*** Opening SOURCE DATA ***

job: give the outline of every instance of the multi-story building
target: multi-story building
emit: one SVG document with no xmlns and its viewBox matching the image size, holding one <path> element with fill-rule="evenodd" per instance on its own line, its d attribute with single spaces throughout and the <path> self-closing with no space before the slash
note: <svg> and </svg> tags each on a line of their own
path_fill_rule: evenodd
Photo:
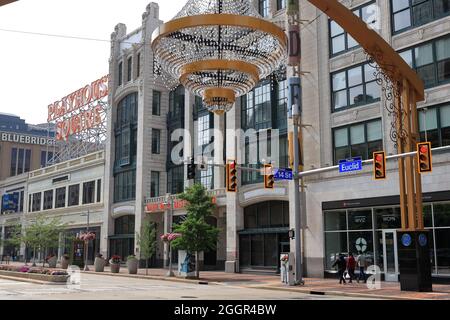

*** Closing SOURCE DATA ***

### WORK TASK
Across all the records above, count the lines that contain "multi" and reply with only the number.

### EXPECTED OUTPUT
2